* **PAGE**
:::

It was heartbreaking to see the appalling conditions endured by hundreds of families on the country's ghost estates.

And it was hard not to feel outrage at the predicament of the desperate young couples who bought into these estates at the top of the property market in good faith.

Most of these homeowners featured in the current RTE documentary Aftershock did not have a hope of getting on to the property ladder in Dublin due to the crazy prices at the peak of the boom.

They were prepared to move out of the city to invest in fine new homes in the burgeoning dormitory towns, even if it meant an awful daily commute.

These young people, whose only motivation was to create decent homes for themselves, never for a minute envisaged that, a few years on, the builders would have gone bust -- leaving them living in half-finished estates with no basic services such as proper sewage, lighting, and rubbish collection. There are 621 so-called ghost estates across the country, an ugly legacy indeed of the Celtic Tiger years.

It's not the fault of hard-working couples -- who fell victim to greedy bankers and builders and a planning system that was far too loose -- that they find themselves in the appalling position they are in, with absolutely no way out.

There were clips on the TV programme of people saying we are all responsible for this mess. Not the case.

Their only crime was to work their guts out through the Celtic Tiger years so they could afford a home to live in and raise their families.


It is worrying to hear a lot of talk recently that losses should be cut and that these estates be demolished. What is really scary is this is one option that has not been ruled out by the junior partner in Government, the Green Party.

But demolition is NOT the answer.

Under no circumstances should the bulldozers be called in. That does not make sense when people are homeless and hundreds are on local authority housing waiting lists all over Ireland. If the Government is serious about recovery, and learning the mistakes of the past, it should get to work very quickly on transforming, and not demolishing, these estates.

These places were built with hard labour and even in their unfinished state, they would be treasured property in a less well-off country than ours.

God knows there are enough idle builders in the country that could be sent in to finish them off. Let the State pay them a bit more than they get on the dole. They will have more money in their pockets and a sense of purpose again.

There is an opportunity for those in power to look after the people who have been become innocent victims of the crash.

If recovery is around the corner, what better way to mark it than to sort out some of the mess left behind by the boom.

:::

* **TASK STATEMENT**
How many so-called ghost estates does the piece on ghost estates say there are across the country? The items that follow have no connection to the piece on ghost estates.

(Image object location entries)

:::

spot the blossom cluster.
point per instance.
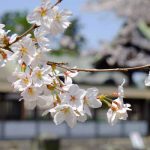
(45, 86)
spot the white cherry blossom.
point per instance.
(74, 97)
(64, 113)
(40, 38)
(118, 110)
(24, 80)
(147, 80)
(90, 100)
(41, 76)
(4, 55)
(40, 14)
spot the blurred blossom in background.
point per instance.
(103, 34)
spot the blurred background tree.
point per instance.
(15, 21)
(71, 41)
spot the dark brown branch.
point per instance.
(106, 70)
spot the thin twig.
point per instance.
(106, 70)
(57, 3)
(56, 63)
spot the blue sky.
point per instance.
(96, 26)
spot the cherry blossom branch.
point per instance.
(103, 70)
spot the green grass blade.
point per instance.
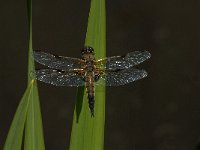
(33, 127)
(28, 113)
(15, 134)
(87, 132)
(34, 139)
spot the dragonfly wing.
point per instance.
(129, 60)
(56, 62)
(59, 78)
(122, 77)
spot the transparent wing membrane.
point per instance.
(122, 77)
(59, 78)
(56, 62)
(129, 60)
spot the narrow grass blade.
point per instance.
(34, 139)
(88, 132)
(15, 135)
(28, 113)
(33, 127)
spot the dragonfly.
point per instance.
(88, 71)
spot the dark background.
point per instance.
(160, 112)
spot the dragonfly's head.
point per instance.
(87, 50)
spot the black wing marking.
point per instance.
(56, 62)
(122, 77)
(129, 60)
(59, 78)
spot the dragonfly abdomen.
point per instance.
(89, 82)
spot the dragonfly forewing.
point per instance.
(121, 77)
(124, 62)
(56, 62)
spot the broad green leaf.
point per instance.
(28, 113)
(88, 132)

:::

* **RESULT**
There are 621 ghost estates.